La société Aplus santé, aux droits de laquelle vient aujourd'hui la société FJMN, est gestionnaire d'EHPAD et codétient avec la société Emera exploitations dix établissements.

Au cours de l'année 2016, ces deux sociétés sont convenues d'un accord de partenariat, complété par avenant du 16 avril 2019 et destiné à mutualiser la gestion opérationnelle et immobilière de certains de leurs établissements.

Un protocole de cession et de partenariat a été ainsi signé entre les parties le 17 février 2016, prévoyant en substance la création d'une société par action simplifiée, (joint-venture ou JV), et la cession de la moitié des parts de la société FJMN outre de la totalité des participations dites Emera (titres détenus dans le capital social de la sas Ehpad Soleil du Levant et dans les sociétés listées) pour la moitié à la JV et pour l'autre moitié à la société FJMN.

La sas Emera Plus Santé en exécution de ce protocole a été constituée et immatriculée au RCS le 17 mars 2016.

Par protocole de cession du 18 avril 2016, les sociétés FJMN, Emera Plus Santé, Emera exploitations et Emera sont convenues de la cession par la société FJMN à la JV de la moitié du capital social qu'elle détient dans sept sociétés, listées en annexe, de la cession par la société Emera exploitations de 66% du capital qu'elle détient dans la société exploitant l'EHPAD du [7], soit 33% à la JV et 33% à la société FJMN.

Par contrat du 4 mai 2016, les parties sont convenues d'un accord de partenariat afin de déterminer leurs droits et obligations, d'organiser leur coopération au sein de la JV et des filiales, et d'organiser les modalités de transferts de titres. Ce contrat a fait l'objet d'un avenant le 16 avril 2019, aux termes duquel a été prévue la faculté pour la société Emera exploitations de racheter les participations de la société FJMN dans ses filiales et, le cas échéant dans la JV, dans l'hypothèse où la JV changerait de contrôle (Promesse de vente 1 Emera).

Par exploit du 29 mai 2020, la société FJMN a fait assigner la société Emera exploitations devant le tribunal de commerce de Paris aux fins d'obtenir la nullité de certaines stipulations de l'accord de partenariat du 4 mai 2016, la nullité et la caducité de la Promesse de vente 1 Emera, et la résolution de l'accord de partenariat du 4 mai 2016 ainsi que l'octroi de dommages-intérêts en réparation du préjudice subi, ces demandes ayant été rejetées par jugement en date du 10 juin 2021 dont il a été interjeté appel.

Par exploit séparé, la société Emera exploitations a fait assigner la société FJMN aux fins d'obtenir notamment l'exécution forcée de la Promesse de vente 1 Emera, le tribunal de commerce de Paris, par jugement en date du 10 juin 2021, ayant déclaré la société Emera exploitations irrecevable en ses demandes, dont il a également été interjeté appel.

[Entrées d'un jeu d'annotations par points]
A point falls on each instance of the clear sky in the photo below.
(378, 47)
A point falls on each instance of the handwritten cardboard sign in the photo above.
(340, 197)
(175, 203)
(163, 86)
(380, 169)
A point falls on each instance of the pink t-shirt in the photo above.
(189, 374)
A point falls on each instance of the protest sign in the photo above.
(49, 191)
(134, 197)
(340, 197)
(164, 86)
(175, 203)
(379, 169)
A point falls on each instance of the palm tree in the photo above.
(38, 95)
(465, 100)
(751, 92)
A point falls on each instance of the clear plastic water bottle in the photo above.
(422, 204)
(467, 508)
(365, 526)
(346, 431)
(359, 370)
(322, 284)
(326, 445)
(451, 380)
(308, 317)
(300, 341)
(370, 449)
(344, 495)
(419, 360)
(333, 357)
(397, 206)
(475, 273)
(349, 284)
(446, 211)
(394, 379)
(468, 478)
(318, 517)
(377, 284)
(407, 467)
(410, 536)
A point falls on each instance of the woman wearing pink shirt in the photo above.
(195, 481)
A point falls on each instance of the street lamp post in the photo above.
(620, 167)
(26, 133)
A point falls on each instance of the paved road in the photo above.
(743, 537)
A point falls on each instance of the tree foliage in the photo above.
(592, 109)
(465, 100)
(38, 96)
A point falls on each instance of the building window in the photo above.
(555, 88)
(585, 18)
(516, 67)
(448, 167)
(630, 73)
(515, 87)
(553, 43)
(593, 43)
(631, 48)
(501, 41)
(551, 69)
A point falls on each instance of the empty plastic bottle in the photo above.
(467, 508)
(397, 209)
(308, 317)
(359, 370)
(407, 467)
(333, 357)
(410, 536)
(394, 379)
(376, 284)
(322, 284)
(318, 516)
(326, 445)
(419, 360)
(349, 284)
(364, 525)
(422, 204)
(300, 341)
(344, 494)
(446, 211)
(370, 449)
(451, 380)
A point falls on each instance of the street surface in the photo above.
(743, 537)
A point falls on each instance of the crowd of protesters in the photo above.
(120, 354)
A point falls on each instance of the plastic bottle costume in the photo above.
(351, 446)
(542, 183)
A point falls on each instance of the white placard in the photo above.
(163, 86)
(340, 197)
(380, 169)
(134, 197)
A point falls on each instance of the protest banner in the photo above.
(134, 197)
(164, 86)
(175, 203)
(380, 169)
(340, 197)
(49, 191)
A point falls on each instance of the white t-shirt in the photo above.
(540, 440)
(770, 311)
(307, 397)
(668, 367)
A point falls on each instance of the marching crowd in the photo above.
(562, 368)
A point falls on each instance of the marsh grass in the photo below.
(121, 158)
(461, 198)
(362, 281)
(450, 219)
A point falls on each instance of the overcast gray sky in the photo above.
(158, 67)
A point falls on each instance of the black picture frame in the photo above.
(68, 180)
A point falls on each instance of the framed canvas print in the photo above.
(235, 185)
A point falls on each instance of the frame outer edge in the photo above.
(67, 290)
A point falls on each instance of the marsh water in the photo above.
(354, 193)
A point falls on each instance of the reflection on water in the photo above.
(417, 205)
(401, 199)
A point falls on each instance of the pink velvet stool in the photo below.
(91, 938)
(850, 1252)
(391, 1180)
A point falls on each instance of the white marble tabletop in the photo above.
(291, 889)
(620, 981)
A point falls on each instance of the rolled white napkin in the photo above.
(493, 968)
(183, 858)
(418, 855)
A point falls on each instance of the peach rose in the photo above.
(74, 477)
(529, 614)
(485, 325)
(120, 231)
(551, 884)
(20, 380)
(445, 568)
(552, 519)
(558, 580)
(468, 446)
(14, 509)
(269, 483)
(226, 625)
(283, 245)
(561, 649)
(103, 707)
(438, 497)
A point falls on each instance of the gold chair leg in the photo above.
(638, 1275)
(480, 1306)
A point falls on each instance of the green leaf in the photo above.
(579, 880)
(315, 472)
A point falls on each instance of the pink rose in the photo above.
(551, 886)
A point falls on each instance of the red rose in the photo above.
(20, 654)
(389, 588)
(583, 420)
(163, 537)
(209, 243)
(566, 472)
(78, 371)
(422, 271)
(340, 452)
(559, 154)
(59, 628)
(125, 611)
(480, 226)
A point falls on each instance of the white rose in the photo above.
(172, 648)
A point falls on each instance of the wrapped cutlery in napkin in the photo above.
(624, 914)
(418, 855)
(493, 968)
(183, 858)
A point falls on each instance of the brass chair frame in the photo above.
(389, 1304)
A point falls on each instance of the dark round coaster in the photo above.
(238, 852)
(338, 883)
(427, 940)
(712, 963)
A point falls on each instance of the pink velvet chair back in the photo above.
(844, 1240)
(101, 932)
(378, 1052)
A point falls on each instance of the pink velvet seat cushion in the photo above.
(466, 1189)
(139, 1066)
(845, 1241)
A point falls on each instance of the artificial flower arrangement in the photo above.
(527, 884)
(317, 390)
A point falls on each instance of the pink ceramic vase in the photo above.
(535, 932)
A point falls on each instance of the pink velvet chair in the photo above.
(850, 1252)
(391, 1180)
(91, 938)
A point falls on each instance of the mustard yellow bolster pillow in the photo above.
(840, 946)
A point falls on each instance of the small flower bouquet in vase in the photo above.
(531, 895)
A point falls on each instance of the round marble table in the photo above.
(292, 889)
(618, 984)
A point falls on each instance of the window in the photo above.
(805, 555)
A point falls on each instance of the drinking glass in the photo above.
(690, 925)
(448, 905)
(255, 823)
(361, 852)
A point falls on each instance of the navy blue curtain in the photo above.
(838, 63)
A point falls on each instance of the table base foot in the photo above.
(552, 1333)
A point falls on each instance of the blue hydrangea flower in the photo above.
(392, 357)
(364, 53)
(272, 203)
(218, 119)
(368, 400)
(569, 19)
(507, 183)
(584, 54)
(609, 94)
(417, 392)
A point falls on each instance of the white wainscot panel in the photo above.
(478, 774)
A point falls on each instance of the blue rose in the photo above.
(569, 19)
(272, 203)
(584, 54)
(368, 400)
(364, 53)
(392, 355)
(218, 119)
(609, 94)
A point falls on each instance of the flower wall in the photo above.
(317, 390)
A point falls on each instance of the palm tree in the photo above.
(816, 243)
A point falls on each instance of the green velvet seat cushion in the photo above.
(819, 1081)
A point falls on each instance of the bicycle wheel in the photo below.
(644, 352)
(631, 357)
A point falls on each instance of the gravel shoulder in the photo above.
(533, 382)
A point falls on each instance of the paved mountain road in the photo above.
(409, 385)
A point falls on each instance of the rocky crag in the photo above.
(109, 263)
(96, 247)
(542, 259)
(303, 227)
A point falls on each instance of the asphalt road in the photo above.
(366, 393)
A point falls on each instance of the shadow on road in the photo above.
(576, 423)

• Consigne écrite 1
Selon l'extrait, à quelle date la sas Emera Plus Santé a-t-elle été immatriculée au RCS ?
• Consigne écrite 2
Citez l'extrait, tout ce qui va de « Par protocole de » jusqu'à « 33% à la société FJMN. ».
Appuyez-vous uniquement sur l'extrait.

• Réponse attendue 1
Le 17 mars 2016.

• Réponse attendue 2
Par protocole de cession du 18 avril 2016, les sociétés FJMN, Emera Plus Santé, Emera exploitations et Emera sont convenues de la cession par la société FJMN à la JV de la moitié du capital social qu'elle détient dans sept sociétés, listées en annexe, de la cession par la société Emera exploitations de 66% du capital qu'elle détient dans la société exploitant l'EHPAD du [7], soit 33% à la JV et 33% à la société FJMN.